PROBLEM> Would you transcribe the lines running from the one that holds "Target: kite tail" to the last line of the records? Leave every picture out.

########

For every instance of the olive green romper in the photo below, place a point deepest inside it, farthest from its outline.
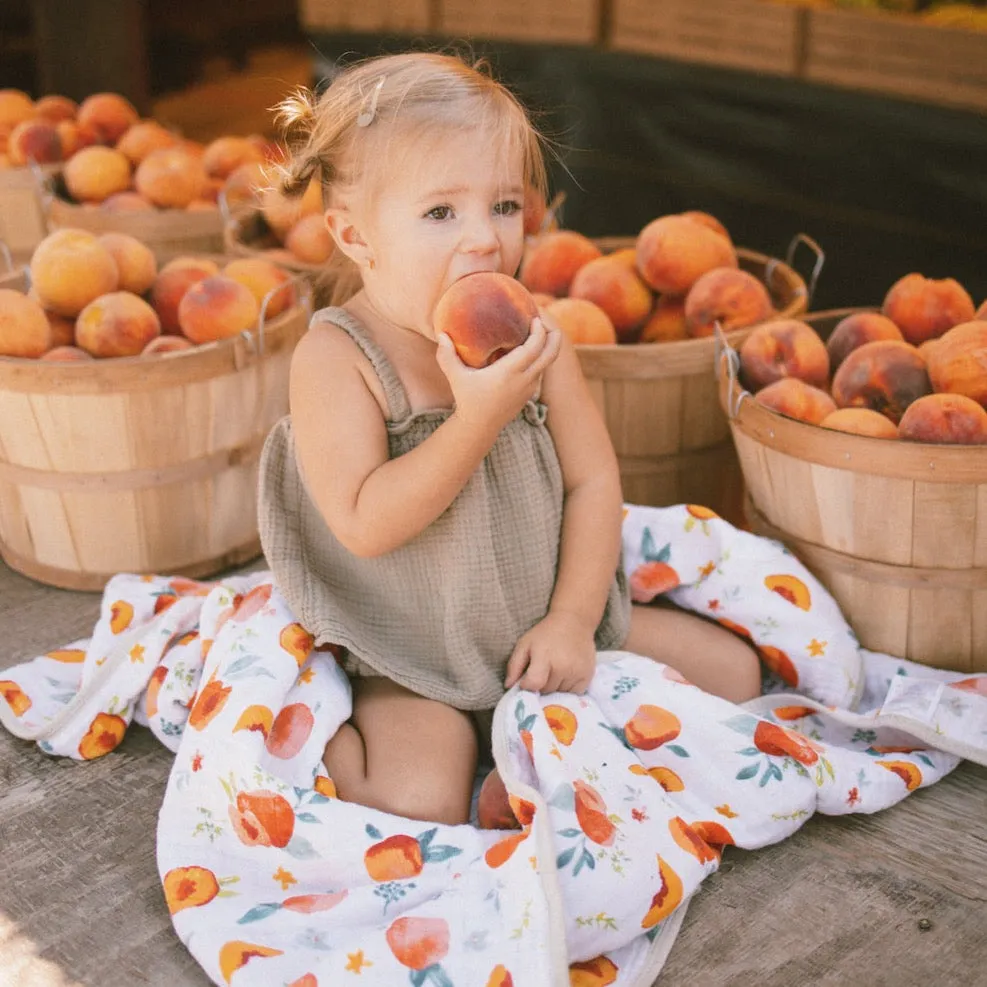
(442, 613)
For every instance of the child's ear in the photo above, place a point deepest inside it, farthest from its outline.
(347, 236)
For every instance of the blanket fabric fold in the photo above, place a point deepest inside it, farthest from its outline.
(627, 795)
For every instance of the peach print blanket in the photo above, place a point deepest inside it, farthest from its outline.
(627, 795)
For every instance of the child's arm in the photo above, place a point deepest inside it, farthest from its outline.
(559, 653)
(374, 504)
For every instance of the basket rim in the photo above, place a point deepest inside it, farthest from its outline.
(924, 461)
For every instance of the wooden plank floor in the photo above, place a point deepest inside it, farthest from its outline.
(839, 903)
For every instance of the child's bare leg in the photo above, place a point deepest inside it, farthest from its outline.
(404, 754)
(708, 655)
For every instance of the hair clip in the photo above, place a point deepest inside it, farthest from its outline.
(368, 113)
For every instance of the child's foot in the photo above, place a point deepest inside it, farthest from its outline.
(493, 810)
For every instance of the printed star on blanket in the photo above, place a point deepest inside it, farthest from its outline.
(355, 962)
(284, 877)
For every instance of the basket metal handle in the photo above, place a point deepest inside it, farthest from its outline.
(816, 267)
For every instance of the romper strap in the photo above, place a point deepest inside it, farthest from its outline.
(398, 406)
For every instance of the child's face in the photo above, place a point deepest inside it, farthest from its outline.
(449, 207)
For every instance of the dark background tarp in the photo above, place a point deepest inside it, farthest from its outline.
(885, 186)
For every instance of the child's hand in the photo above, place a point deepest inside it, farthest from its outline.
(492, 396)
(558, 654)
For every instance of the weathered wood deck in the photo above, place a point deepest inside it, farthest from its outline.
(841, 902)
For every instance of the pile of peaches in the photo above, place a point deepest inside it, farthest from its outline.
(916, 370)
(94, 297)
(679, 278)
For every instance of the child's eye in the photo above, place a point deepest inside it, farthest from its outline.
(508, 207)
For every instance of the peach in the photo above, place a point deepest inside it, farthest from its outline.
(485, 315)
(861, 421)
(69, 269)
(116, 324)
(617, 288)
(95, 173)
(134, 260)
(731, 297)
(55, 108)
(667, 322)
(958, 361)
(260, 276)
(24, 329)
(707, 220)
(109, 113)
(126, 202)
(309, 239)
(224, 155)
(947, 418)
(583, 322)
(551, 261)
(169, 287)
(15, 108)
(886, 376)
(143, 138)
(795, 398)
(67, 354)
(854, 331)
(923, 308)
(170, 178)
(216, 308)
(673, 252)
(783, 348)
(34, 142)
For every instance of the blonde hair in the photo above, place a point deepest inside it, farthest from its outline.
(331, 137)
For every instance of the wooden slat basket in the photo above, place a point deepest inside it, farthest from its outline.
(755, 35)
(896, 531)
(898, 56)
(660, 403)
(140, 465)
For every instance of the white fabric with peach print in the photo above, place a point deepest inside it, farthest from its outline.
(626, 795)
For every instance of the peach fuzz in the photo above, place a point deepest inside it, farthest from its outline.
(216, 308)
(56, 108)
(166, 344)
(617, 288)
(945, 418)
(170, 178)
(958, 361)
(95, 173)
(34, 141)
(485, 315)
(886, 376)
(309, 239)
(854, 331)
(784, 348)
(551, 261)
(674, 252)
(260, 276)
(169, 288)
(923, 308)
(731, 297)
(797, 399)
(861, 421)
(24, 329)
(144, 137)
(584, 323)
(116, 324)
(109, 113)
(667, 322)
(67, 354)
(69, 269)
(135, 261)
(225, 154)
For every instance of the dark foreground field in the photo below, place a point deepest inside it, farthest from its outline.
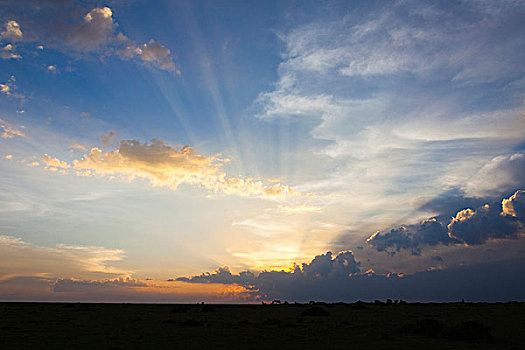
(306, 326)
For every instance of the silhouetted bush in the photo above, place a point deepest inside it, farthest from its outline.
(273, 322)
(468, 330)
(426, 326)
(192, 323)
(208, 308)
(180, 308)
(315, 311)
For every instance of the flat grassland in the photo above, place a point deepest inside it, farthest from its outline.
(286, 326)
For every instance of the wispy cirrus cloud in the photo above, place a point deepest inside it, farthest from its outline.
(20, 258)
(403, 100)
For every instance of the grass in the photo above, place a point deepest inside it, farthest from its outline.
(287, 326)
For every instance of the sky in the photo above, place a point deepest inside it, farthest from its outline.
(244, 151)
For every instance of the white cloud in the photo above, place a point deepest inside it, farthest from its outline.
(12, 31)
(9, 131)
(7, 52)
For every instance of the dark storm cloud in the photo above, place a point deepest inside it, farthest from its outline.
(429, 232)
(322, 266)
(499, 220)
(486, 282)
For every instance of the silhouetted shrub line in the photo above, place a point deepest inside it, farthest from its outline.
(468, 330)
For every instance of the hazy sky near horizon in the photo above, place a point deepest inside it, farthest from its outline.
(343, 147)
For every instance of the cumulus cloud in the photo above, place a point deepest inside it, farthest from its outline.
(9, 88)
(54, 163)
(429, 232)
(167, 166)
(515, 205)
(96, 29)
(503, 220)
(12, 31)
(85, 286)
(8, 52)
(104, 139)
(500, 174)
(9, 131)
(152, 53)
(488, 222)
(323, 266)
(93, 32)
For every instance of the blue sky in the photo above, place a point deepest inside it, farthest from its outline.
(143, 143)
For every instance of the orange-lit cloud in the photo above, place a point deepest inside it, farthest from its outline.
(167, 166)
(9, 130)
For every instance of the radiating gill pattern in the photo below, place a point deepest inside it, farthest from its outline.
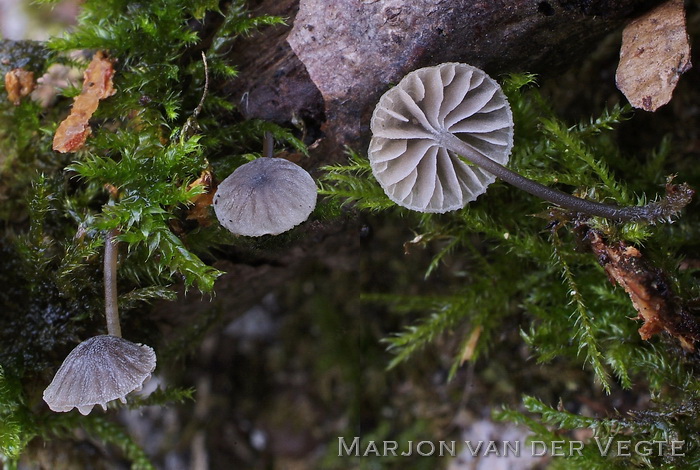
(408, 125)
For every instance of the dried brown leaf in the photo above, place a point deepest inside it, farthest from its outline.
(655, 53)
(97, 85)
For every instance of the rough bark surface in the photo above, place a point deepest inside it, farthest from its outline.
(338, 57)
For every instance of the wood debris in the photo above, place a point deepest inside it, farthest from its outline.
(97, 85)
(18, 84)
(649, 289)
(655, 53)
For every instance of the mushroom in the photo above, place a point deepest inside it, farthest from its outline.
(100, 369)
(266, 196)
(437, 116)
(106, 367)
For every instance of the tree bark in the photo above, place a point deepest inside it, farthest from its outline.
(330, 66)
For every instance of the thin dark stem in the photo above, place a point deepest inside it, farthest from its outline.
(564, 200)
(110, 273)
(268, 145)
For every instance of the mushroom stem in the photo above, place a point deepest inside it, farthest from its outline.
(110, 273)
(268, 145)
(567, 201)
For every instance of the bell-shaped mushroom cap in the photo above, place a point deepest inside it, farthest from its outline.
(406, 153)
(266, 196)
(97, 371)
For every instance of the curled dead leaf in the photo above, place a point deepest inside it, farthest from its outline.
(655, 53)
(97, 85)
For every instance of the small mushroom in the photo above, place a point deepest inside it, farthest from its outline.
(97, 371)
(407, 156)
(266, 196)
(437, 116)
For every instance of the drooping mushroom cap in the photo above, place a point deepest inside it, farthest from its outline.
(405, 153)
(97, 371)
(266, 196)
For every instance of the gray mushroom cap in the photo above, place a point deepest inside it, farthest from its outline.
(406, 152)
(266, 196)
(97, 371)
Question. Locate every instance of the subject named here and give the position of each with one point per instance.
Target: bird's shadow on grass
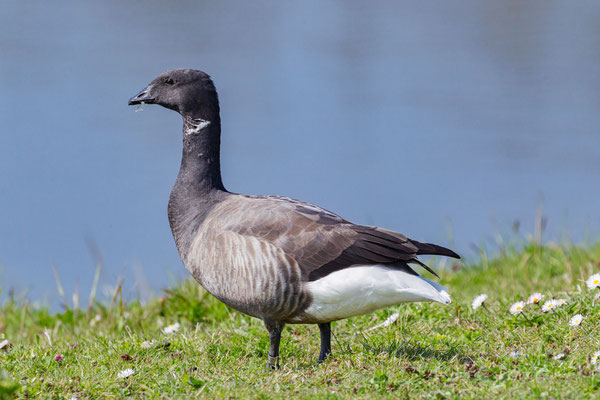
(417, 351)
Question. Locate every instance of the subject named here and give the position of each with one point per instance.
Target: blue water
(447, 122)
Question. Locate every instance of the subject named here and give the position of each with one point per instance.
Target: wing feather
(320, 241)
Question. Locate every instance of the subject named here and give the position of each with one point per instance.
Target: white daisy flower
(517, 308)
(535, 298)
(549, 305)
(171, 328)
(576, 320)
(593, 281)
(125, 373)
(478, 301)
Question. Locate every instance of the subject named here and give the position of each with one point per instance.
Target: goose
(276, 258)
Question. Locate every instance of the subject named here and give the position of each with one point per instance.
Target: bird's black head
(189, 92)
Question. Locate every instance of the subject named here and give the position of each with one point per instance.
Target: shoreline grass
(430, 351)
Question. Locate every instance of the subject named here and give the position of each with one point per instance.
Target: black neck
(200, 163)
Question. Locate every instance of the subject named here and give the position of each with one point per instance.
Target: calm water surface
(446, 122)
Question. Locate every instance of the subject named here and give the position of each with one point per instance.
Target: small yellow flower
(535, 298)
(478, 301)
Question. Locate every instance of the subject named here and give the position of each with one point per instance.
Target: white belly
(363, 289)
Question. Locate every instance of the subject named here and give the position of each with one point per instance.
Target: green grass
(431, 351)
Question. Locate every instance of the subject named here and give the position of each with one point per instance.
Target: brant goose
(271, 257)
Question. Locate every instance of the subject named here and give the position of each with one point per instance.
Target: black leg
(325, 341)
(274, 328)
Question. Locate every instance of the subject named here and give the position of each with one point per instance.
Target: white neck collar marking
(196, 126)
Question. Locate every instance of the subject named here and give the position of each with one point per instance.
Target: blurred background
(450, 122)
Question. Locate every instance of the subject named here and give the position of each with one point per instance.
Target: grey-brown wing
(320, 241)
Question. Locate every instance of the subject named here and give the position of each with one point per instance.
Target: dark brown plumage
(275, 258)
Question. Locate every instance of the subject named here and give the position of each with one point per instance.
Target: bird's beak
(142, 97)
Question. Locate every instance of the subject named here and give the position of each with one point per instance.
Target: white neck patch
(197, 126)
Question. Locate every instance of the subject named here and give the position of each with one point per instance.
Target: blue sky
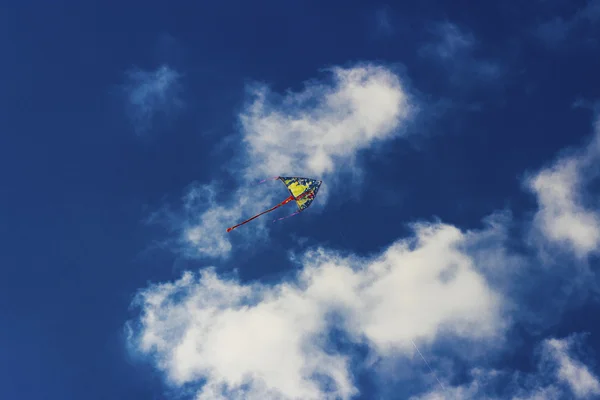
(459, 146)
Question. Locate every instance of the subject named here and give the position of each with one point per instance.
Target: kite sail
(302, 191)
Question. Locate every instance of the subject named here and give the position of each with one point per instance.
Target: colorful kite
(302, 191)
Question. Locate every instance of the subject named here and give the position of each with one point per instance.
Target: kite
(302, 191)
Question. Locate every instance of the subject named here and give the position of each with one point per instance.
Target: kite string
(428, 366)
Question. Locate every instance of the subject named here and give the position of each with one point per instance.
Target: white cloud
(151, 93)
(322, 127)
(556, 31)
(563, 217)
(247, 340)
(317, 132)
(581, 381)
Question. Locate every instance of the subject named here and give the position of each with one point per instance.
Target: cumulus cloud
(317, 132)
(255, 341)
(564, 217)
(321, 127)
(227, 339)
(152, 94)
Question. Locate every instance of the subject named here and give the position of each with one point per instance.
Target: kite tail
(264, 212)
(291, 215)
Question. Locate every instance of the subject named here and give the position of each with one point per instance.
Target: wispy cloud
(440, 288)
(559, 375)
(152, 94)
(455, 49)
(555, 32)
(565, 217)
(317, 132)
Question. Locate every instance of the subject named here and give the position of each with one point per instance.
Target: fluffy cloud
(563, 217)
(250, 340)
(575, 374)
(317, 132)
(323, 126)
(150, 94)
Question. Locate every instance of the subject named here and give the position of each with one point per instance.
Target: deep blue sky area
(79, 182)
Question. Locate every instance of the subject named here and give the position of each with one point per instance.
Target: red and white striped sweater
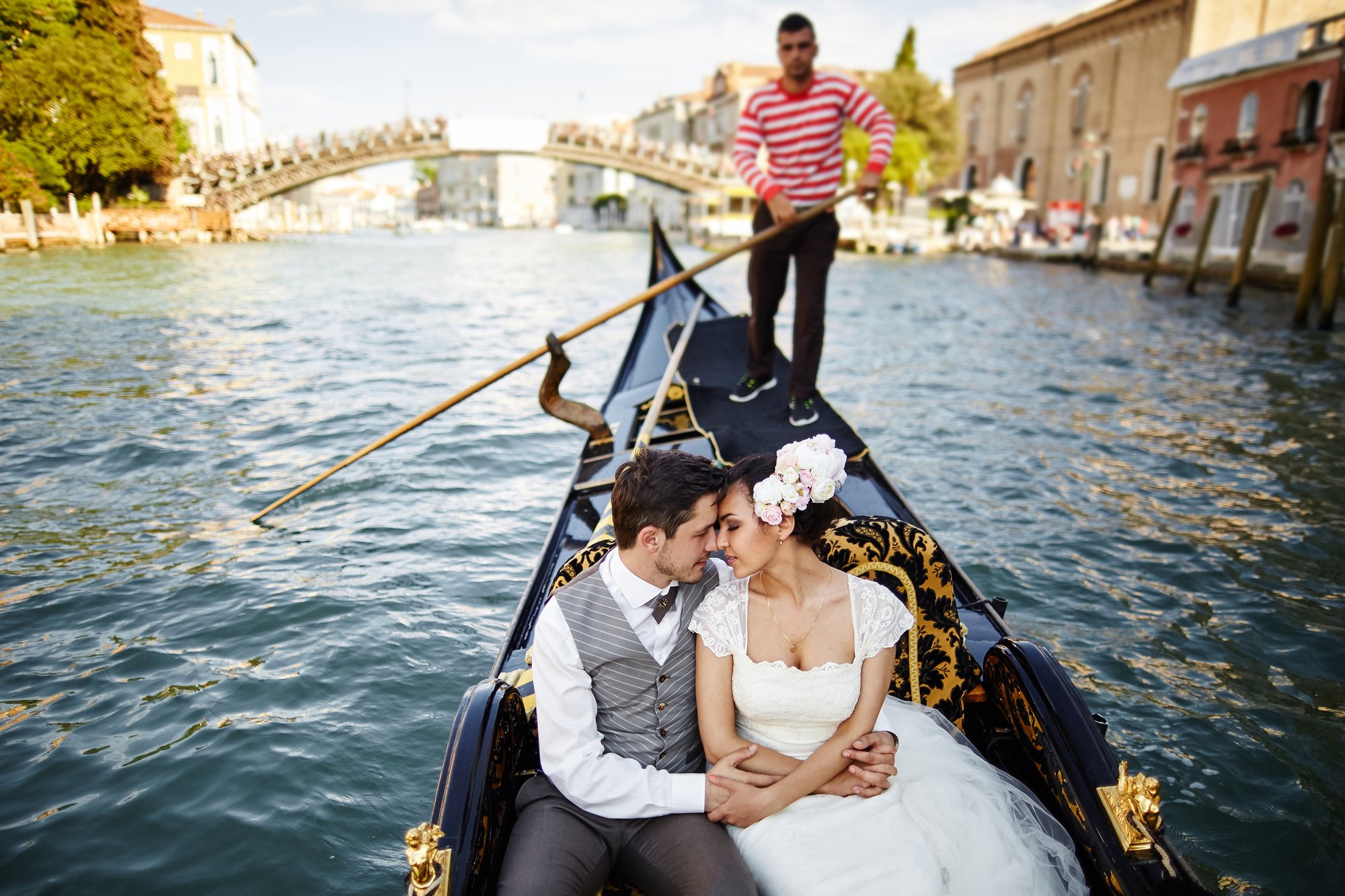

########

RESULT OF THE TASK>
Target: kite tail
(264, 212)
(291, 215)
Question. Locate every instance of the subject named here and give the position of each with one point per instance.
Target: wispy cloud
(440, 288)
(559, 375)
(152, 94)
(455, 49)
(555, 32)
(565, 217)
(317, 132)
Question. Locate every instance of the subject named here and give the position of each with one point per instance.
Target: fluffy cloud
(563, 217)
(250, 340)
(575, 374)
(317, 132)
(323, 126)
(150, 94)
Question. Locate every instance of the subject named here and give the position of each with one point per instance.
Target: deep blue sky area
(79, 182)
Question. Locate every instance of the subject named here and give the position of each with one point per instance.
Target: red and white striped sweater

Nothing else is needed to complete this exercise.